• [Given instruction 1] Rewrite the part of the records that opens with the line containing "Exercise. Mark the green lawn" and runs through the end of the records, requests included. Scale every point coordinate in the answers by 2.35 and round each to a whole number, halves up, and give only those lines.

• [Text]
::::::
Hitler was stung to the quick. He had a burst of that convulsive anger which momentarily blotted out thought and sometimes impelled him on his most dire adventures. In a passion he summoned the German High Command. Goering, Keitel, and Jodl were present, and Ribbentrop arrived later. Hitler said that Yugoslavia was an uncertain factor in the coming action against Greece, and even more in the “Barbarossa” undertaking against Russia later on. He deemed it fortunate that the Yugoslavs had revealed their temper before “Barbarossa” was launched. Yugoslavia must be destroyed “militarily and as a national unit.” The blow must be carried out with unmerciful harshness. The night was spent by the generals in drafting the operation orders. Keitel confirms our view that the greatest danger to Germany was “an attack upon the Italian army from the rear.” “The decision to attack Yugoslavia meant completely upsetting all military movements and arrangements made up to that time. The invasion of Greece had to be completely readjusted. New forces had to be brought through Hungary from the north. All had to be improvised.”
Hungary was directly and immediately affected. Although the main German thrust against the Yugoslavs would clearly come through Roumania, all lines of communication led through Hungarian territory. Almost the first reaction of the German Government to the events in Belgrade was to send the Hungarian Minister in Berlin by air to Budapest with an urgent message to the Hungarian Regent, Admiral Horthy:
Yugoslavia will be annihilated, for she has just renounced publicly the policy of understanding with the Axis. The greater part of the German armed forces must pass through Hungary. But the principal attack will not be made on the Hungarian sector. Here the Hungarian Army should intervene, and, in return for its co-operation, Hungary will be able to reoccupy all those former territories which she had been forced at one time to cede to Yugoslavia. The matter is urgent. An immediate and affirmative reply is requested.*
Hungary was bound by a pact of friendship to Yugoslavia signed only in December 1940. But open opposition to the German demands could only lead to the German occupation of Hungary in the course of the imminent military operations. There was also the temptation of regaining the territories on her southern frontiers which Hungary had lost to Yugoslavia after the first World War. The Hungarian Premier, Count Teleki, had been working consistently to maintain some liberty of action for his country. He was by no means convinced that Germany would win. At the time of signing the Tripartite Pact he had little confidence in the independence of Italy as an Axis partner. Hitler’s ultimatum required the breach of his own Hungarian agreement with Yugoslavia. The initiative was however wrested from him by the Hungarian General Staff, whose chief, General Werth, himself of German origin, made his own arrangements with the German High Command behind the back of the Hungarian Government.
::::::
• [Given instruction 2] In the text on Hungary and Yugoslavia, when was Hungary's pact of friendship with Yugoslavia signed?
::::::
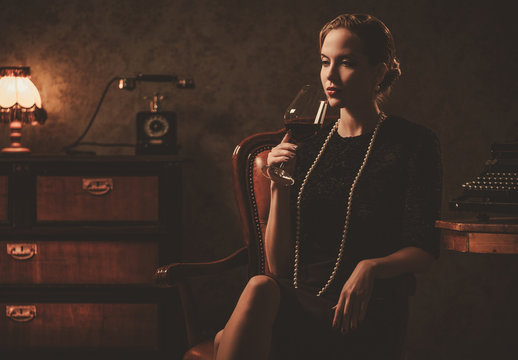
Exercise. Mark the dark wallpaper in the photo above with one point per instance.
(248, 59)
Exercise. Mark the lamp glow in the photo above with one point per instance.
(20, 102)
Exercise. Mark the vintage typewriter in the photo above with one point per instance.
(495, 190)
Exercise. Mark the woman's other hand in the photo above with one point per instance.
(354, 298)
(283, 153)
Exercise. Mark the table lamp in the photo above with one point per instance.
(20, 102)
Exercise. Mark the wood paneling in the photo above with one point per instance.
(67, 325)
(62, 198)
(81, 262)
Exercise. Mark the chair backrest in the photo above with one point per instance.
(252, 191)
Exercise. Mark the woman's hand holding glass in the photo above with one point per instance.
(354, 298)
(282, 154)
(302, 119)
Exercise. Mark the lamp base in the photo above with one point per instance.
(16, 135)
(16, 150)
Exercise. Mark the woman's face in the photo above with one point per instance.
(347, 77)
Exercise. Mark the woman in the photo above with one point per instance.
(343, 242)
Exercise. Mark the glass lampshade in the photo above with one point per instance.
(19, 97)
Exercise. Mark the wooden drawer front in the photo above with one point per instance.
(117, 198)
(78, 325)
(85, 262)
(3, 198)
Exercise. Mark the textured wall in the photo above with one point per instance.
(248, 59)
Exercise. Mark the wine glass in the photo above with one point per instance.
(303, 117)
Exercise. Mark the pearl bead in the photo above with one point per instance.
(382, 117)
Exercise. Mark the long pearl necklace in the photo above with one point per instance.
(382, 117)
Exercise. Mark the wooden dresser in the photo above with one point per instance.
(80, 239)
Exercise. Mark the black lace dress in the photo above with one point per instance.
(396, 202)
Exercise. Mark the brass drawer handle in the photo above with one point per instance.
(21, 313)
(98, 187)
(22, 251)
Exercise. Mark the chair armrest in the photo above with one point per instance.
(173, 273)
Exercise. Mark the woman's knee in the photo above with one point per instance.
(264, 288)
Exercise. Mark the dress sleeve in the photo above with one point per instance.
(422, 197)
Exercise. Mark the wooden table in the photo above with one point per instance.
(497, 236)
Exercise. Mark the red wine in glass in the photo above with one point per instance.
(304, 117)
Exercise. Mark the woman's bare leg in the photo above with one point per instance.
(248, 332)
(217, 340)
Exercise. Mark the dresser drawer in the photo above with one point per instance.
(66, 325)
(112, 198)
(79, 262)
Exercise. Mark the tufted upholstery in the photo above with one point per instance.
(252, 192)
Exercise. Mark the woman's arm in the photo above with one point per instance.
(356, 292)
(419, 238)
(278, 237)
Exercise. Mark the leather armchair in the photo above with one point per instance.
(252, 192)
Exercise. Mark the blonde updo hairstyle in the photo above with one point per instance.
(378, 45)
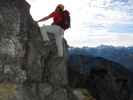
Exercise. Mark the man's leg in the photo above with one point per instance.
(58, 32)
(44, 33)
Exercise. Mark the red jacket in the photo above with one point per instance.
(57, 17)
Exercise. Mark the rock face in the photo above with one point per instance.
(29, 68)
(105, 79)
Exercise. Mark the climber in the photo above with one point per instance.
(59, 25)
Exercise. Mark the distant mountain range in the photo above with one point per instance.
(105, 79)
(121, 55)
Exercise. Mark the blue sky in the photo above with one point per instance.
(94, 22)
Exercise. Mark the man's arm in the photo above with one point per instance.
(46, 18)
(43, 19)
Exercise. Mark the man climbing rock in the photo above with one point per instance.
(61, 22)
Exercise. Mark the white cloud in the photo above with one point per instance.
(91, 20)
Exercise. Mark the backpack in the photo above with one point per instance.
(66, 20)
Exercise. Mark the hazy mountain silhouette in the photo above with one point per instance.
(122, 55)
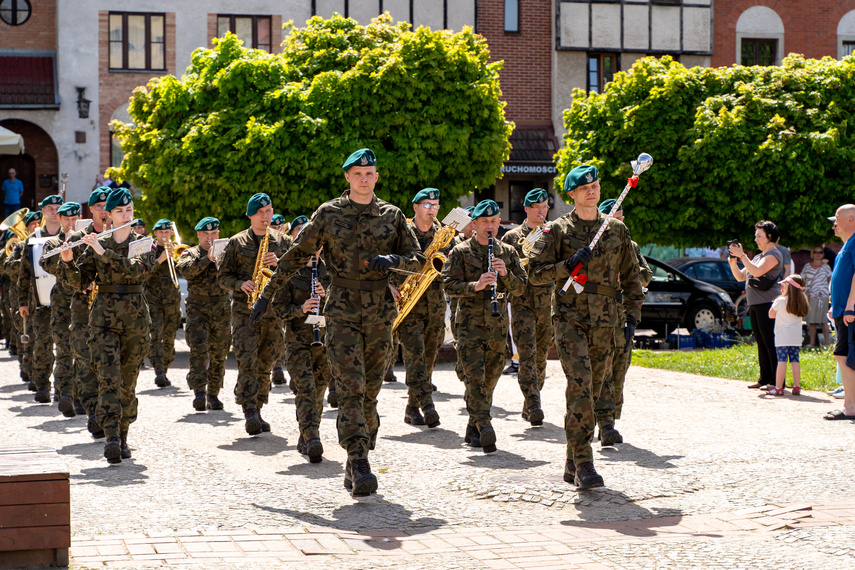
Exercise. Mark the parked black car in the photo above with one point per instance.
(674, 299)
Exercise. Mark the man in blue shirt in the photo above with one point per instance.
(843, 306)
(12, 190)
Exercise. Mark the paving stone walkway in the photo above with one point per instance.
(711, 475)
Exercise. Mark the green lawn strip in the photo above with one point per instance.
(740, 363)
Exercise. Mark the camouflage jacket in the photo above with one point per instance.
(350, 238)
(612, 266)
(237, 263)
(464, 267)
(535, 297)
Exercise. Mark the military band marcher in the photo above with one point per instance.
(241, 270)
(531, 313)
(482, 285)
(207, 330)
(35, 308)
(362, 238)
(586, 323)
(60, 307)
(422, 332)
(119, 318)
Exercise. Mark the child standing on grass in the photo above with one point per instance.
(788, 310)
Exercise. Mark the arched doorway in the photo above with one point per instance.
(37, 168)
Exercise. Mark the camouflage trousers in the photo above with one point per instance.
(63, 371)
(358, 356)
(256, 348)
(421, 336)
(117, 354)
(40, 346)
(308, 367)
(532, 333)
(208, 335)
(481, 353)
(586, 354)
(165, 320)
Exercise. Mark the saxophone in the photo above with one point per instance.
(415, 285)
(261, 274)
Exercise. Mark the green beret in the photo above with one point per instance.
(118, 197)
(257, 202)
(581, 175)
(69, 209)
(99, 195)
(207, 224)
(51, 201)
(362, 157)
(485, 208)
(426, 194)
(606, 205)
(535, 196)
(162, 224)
::::::
• [Worked answer 1]
Exercise. Mark the green lawn strip in the photo above with one point per instance.
(1739, 853)
Exercise. Mark the camouflage jacket in the photo above with one point per instance.
(823, 559)
(1438, 625)
(557, 618)
(1090, 627)
(1257, 698)
Exercise. Mark the military band marcher in the photo above with one point per instance.
(566, 635)
(1248, 736)
(1133, 670)
(486, 776)
(82, 724)
(851, 559)
(1377, 759)
(141, 721)
(992, 780)
(280, 747)
Exercise. Mark the child standing on grass in the photo above with one point per instance.
(1852, 729)
Exercise. Mark the arched doorway in the photo above with one point per instance.
(87, 395)
Exercise. Mark the camouflage trousers in the photo above with one point per instance.
(148, 872)
(841, 837)
(602, 818)
(989, 790)
(275, 832)
(94, 813)
(724, 862)
(1250, 783)
(489, 787)
(1130, 830)
(1377, 832)
(388, 752)
Exercise. Mark the saxophone in the photo above with one point per instance.
(975, 670)
(613, 644)
Exercise. Mark the green beret in the photo above with one point per instance.
(277, 463)
(604, 475)
(1365, 411)
(162, 491)
(233, 458)
(486, 526)
(120, 472)
(851, 369)
(1140, 489)
(1001, 456)
(1424, 482)
(1257, 461)
(381, 526)

• [Worked answer 2] In December 1940.